Lou Celli, director of the Legion’s Veterans Affairs & Rehabilitation Division, presents the Legion's views regarding Sen. Richard Burr’s Veterans Choice Improvement Act of 2016 and Sen. John Tester’s Improving Veterans Access to Care in the Community Act to the House Committee on Veterans’ Affairs. (Photo by Andrea C. Dickerson)

Legion to Congress: VA must develop patient-centered care strategies

During a recent congressional hearing, The American Legion presented written and oral testimony regarding pending legislation on Department of Veterans Affairs (VA) oversights, access to health care, and the structure of claims and appeals management.

“Even in the best of circumstances, there are situations where the system cannot keep up with the health-care needs of the growing veteran population requiring VA services, and veterans must seek care in the community,” the Legion stated in its written testimony. “Rather than treating this situation as an afterthought – an add-on to the existing system – the Department of Veterans Affairs must develop a well-defined and consistent non-VA care coordination program, policy and procedure to include a patient-centered care strategy which takes veterans’ unique medical injuries and illnesses as well as their travel and distance into account.”

Lou Celli, director of the Legion’s Veterans Affairs & Rehabilitation Division, presented the Legion's views regarding Sen. Richard Burr’s Veterans Choice Improvement Act of 2016 and Sen. John Tester’s Improving Veterans Access to Care in the Community Act while testifying before the House Committee on Veterans’ Affairs.

The Legion’s written testimony also focused on recommended improvements to both bills, placing emphasis on eligibility, network structure, prompt payment requirements, and emergency and urgent care reimbursement.

The American Legion commends Sens. Burr and Tester for sponsoring legislation to fix the Choice program and codify the new VCP. Both bills address deficiencies in current laws, as well as provide a comprehensive framework and foundation for consolidating the purchase of care in the community in those circumstances where it is not readily available from VA through contracts or existing sharing agreements.

Tasks to carry out:
1. List the areas of recommended improvement to both bills that the article on the Legion's testimony says the written testimony emphasized.
2. Write the next part of the article on the Legion's testimony, starting after its last sentence.

Entries drawn from a dataset
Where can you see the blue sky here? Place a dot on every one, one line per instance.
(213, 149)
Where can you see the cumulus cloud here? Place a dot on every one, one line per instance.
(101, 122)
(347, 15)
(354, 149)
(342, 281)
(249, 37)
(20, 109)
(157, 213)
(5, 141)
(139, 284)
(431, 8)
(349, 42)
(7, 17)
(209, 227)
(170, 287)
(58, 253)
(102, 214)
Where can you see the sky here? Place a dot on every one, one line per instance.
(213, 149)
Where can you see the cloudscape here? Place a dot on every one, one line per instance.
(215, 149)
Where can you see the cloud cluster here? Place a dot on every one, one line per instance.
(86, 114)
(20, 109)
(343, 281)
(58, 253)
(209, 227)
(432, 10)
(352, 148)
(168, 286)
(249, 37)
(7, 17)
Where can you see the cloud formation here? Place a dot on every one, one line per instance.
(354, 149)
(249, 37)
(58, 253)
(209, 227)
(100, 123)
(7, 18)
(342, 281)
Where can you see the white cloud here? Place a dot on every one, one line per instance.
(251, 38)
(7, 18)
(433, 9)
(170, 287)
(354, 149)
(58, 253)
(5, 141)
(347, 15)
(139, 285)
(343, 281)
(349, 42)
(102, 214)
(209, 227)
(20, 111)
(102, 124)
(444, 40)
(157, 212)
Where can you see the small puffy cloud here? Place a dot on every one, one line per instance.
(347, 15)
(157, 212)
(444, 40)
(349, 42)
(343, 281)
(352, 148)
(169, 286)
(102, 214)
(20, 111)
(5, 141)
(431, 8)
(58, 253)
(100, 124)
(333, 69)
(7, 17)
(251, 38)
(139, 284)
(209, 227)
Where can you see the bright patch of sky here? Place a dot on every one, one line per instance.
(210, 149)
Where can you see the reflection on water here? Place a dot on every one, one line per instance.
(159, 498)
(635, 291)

Results for the exercise:
1.
- Eligibility
- Network structure
- Prompt payment requirements
- Emergency and urgent care reimbursement

2.
There is a great degree of overlap and a lot to like in these bills, and the Legion looks forward to a final compromise bill which incorporates the best of both.

“The bills presented today underscore the commitment and dedication that this committee has shown to ensuring that veterans receive the care and attention they’ve earned,” Celli said. “The American Legion is proud to be working closely with Congress, as well as the Department of Veterans Affairs, to streamline many of the services that haven’t been updated in close to 50 years.”

Celli emphasized the importance of ensuring veterans have access to appropriate, timely, high-quality health care. VA needs to overhaul its outside care reimbursement programs, consolidating them into a more efficient system able to dynamically interact with the network of federal, public and private providers that are to supplement VA direct provided care, Celli testified.

During the past two weeks, the Legion has furthered efforts to make improvements and advancements for veterans as they seek access to high quality health care, identifying the necessary improvements that need to be made in regards to veterans disability claims and appeals.

Celli noted recent work the Legion accomplished after spending three days at the Board of Veterans Appeals proposing suggestions to streamline the appeals process.

“A good portion of the initial time was spent developing trust – not only from the (veterans service organization) and advocate’s stand point, but also from the VA’s,” Celli said. “While we didn’t cure the ills of the world in three days, what we were able to accomplish was everyone’s ability to get it all out on the table and deal with what was there.

“By the end of the three-day session, the group was able to agree on a path to move forward, a basic framework for what an improved program might look like, and a fundamental understanding that there is no better opportunity for positive change to take place for the betterment of veterans in the claims and appeals process than now.”

In closing, Celli pledged the Legion’s commitment to working with Congress and VA to improve the programs that support the nation’s veterans.

“It’s an exciting time right now as we all work together to improve the programs that serve and support our veterans,” he said. “The House Committee on Veterans’ Affairs has pledged their support for change. The veteran service organizations have committed to working with Congress and VA to improve our programs. VA has committed to Congress and the VSOs to work comprehensively together to design and support change, and the president of the United States has charged us all with making it happen.”